## Set exercise
Return the exact lines spanning from the line with "of the cluster" through the last line of the entries, boundaries included, and no others.

## Task input
====

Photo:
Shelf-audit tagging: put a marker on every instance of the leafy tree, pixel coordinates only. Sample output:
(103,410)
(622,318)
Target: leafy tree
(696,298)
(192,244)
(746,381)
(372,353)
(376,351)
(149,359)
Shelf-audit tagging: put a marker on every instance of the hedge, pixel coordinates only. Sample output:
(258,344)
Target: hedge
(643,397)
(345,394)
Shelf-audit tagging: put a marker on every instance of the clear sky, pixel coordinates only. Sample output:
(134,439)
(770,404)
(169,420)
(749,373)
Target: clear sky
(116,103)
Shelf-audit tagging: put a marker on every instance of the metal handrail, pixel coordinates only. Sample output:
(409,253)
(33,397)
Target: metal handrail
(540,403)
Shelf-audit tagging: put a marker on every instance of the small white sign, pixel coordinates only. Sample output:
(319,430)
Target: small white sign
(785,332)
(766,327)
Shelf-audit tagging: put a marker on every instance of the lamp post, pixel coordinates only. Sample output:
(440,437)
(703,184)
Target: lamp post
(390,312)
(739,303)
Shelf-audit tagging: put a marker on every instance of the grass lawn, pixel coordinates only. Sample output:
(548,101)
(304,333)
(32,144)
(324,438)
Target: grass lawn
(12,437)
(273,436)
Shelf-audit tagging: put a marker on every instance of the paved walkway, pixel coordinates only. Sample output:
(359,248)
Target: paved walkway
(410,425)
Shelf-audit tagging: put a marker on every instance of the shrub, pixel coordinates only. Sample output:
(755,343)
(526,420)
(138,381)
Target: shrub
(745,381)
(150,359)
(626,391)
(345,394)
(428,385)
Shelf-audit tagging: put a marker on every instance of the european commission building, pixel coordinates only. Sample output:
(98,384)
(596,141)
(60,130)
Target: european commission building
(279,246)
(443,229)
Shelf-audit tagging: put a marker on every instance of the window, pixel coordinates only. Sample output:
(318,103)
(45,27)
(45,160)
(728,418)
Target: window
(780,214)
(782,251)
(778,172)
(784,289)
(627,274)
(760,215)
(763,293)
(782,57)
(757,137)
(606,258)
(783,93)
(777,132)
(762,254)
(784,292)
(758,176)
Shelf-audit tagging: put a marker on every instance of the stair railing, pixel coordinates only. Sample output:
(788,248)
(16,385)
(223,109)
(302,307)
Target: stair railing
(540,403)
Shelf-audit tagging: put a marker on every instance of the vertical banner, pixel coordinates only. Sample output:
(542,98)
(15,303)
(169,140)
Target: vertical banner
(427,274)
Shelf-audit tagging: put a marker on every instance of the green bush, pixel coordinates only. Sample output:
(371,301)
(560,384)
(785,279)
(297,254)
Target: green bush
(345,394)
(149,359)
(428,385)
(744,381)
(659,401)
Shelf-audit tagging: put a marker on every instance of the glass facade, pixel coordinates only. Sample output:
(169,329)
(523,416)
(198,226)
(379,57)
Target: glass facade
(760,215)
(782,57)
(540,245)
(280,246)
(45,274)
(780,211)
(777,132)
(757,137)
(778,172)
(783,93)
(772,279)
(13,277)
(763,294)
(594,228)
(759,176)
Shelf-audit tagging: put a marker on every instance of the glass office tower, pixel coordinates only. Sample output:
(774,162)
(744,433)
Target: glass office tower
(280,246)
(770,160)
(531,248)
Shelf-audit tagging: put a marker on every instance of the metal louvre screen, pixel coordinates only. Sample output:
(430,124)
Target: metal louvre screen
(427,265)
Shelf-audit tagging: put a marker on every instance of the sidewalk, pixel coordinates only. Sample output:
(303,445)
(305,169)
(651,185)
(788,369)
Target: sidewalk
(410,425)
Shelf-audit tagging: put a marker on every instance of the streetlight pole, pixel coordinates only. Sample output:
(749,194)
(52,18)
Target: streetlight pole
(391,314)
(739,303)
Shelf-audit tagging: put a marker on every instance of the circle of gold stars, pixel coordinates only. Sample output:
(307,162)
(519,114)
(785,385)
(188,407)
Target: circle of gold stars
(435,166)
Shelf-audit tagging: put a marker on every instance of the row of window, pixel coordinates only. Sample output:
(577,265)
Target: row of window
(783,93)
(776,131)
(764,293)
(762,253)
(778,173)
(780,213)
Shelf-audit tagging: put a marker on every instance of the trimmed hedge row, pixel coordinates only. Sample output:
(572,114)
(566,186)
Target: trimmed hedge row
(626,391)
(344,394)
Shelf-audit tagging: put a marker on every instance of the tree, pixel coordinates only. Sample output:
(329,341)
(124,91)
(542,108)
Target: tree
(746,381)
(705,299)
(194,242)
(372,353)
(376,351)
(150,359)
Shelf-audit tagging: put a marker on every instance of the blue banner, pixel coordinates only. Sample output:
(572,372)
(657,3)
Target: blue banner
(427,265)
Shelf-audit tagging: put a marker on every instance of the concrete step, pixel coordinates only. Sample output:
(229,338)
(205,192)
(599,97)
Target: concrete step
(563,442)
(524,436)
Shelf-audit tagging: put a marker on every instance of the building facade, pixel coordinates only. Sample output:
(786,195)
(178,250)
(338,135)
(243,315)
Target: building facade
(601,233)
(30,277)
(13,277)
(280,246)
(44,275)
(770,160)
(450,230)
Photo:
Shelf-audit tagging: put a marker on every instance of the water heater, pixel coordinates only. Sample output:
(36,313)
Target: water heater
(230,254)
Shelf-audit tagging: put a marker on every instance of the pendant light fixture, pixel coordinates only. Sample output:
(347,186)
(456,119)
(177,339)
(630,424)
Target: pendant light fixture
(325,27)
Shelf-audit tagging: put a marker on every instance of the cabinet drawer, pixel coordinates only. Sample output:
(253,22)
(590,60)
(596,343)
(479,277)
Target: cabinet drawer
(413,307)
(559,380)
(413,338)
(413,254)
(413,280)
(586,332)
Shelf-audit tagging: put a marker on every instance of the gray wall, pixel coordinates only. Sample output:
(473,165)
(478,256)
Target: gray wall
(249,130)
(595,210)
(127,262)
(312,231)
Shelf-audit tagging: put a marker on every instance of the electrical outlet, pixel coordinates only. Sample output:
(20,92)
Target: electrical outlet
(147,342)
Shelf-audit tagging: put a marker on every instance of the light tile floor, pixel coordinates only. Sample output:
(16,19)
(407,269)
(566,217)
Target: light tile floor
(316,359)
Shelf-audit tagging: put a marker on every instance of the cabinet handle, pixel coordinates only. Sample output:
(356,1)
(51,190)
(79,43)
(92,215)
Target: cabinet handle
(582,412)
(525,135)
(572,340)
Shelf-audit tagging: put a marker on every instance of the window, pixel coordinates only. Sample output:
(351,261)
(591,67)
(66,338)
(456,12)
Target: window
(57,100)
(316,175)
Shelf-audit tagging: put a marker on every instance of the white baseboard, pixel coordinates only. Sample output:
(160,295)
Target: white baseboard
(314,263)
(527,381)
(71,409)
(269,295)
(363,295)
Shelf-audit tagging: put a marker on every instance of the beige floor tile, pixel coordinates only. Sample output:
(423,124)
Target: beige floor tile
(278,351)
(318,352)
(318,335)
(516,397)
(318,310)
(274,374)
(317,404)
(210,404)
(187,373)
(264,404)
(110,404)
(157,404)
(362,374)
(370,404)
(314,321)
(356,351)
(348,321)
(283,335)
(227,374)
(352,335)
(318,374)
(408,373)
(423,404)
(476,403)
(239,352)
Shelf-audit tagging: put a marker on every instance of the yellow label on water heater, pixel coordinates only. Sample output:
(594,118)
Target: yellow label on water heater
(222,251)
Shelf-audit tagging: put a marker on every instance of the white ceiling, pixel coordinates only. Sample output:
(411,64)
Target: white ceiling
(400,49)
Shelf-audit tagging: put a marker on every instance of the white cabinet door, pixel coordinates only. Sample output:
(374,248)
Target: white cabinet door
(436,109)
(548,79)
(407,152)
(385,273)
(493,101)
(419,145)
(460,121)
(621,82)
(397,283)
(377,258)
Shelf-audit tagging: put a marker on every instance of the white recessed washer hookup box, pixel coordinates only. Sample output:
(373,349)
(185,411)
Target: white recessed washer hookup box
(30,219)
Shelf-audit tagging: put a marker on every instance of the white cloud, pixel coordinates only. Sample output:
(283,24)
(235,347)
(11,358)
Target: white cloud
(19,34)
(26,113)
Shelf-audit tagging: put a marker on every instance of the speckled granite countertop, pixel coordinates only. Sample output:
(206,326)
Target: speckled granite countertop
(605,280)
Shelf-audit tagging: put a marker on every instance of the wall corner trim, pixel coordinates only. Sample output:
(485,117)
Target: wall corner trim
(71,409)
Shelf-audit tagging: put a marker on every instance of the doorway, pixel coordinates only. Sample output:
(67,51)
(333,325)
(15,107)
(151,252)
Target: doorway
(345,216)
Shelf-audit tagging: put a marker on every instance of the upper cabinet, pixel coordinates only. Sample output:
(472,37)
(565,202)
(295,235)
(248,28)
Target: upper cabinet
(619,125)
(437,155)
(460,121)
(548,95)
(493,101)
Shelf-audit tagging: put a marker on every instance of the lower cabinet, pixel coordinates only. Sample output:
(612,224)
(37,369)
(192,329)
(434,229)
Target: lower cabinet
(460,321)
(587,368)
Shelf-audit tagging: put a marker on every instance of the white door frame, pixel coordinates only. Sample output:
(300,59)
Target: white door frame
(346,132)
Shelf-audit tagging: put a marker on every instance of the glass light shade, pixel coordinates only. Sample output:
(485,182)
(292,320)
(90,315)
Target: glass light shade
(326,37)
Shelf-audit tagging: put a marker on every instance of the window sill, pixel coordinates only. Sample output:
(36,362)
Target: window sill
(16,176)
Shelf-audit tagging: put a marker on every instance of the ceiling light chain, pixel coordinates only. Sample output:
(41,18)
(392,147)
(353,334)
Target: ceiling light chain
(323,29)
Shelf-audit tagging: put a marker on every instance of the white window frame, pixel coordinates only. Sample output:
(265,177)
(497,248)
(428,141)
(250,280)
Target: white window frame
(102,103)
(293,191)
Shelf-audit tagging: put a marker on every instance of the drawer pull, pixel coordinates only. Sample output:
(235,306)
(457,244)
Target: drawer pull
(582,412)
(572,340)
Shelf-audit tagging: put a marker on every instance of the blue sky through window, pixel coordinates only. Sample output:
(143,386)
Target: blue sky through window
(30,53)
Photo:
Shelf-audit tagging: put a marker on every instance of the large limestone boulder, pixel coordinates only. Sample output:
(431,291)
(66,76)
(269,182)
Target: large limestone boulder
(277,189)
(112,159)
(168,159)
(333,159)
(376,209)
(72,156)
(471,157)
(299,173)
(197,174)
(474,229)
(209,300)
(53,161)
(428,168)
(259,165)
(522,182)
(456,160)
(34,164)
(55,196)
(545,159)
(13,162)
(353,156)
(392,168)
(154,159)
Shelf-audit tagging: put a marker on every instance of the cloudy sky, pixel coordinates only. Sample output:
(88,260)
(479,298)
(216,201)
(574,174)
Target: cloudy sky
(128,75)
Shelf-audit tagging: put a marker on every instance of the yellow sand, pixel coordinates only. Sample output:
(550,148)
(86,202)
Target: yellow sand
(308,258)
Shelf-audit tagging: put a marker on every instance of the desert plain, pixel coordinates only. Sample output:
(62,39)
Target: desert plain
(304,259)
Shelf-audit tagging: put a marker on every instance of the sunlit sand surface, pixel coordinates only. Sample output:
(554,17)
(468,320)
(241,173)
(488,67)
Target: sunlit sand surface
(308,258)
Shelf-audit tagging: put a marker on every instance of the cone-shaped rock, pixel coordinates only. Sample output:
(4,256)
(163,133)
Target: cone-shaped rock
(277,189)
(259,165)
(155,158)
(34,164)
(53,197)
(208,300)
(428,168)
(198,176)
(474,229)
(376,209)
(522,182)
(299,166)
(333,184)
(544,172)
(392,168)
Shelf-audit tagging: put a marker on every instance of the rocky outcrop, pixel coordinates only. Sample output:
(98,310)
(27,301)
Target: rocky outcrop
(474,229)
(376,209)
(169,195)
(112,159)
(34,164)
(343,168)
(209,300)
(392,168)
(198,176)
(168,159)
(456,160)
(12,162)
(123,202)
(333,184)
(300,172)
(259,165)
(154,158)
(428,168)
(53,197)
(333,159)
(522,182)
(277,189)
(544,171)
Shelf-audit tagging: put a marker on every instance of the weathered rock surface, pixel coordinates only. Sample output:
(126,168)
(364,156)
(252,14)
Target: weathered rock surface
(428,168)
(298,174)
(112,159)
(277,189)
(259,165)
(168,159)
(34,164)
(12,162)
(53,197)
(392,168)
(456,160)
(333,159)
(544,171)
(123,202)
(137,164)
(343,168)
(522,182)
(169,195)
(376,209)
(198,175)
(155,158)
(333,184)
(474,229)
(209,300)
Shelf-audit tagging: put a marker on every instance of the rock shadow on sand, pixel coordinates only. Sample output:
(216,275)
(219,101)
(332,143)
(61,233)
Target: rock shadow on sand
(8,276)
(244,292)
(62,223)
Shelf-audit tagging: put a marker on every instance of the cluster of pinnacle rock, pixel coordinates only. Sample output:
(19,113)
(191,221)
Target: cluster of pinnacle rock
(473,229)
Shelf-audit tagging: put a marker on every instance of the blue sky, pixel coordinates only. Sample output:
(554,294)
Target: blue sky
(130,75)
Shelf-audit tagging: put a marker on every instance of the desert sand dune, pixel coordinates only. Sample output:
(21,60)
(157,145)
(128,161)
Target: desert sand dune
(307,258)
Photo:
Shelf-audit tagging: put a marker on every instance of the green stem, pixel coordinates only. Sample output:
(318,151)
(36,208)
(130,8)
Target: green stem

====

## Solution
Shelf-audit tagging: put a marker on every instance of the cluster of pinnacle rock, pixel coordinates only. Sample output:
(19,113)
(191,221)
Target: cluster of pinnacle rock
(473,229)
Shelf-audit tagging: put a marker on every instance of the blue sky, pixel coordinates only. Sample output:
(554,294)
Target: blue sky
(130,75)
Shelf-audit tagging: put a marker on every instance of the desert sand dune, pixel coordinates only. Sample output:
(21,60)
(157,145)
(128,161)
Target: desert sand dune
(307,258)
Photo:
Shelf-audit tagging: put a marker on every instance of the green stem, pixel coordinates only. Sample output:
(318,151)
(36,208)
(130,8)
Target: green stem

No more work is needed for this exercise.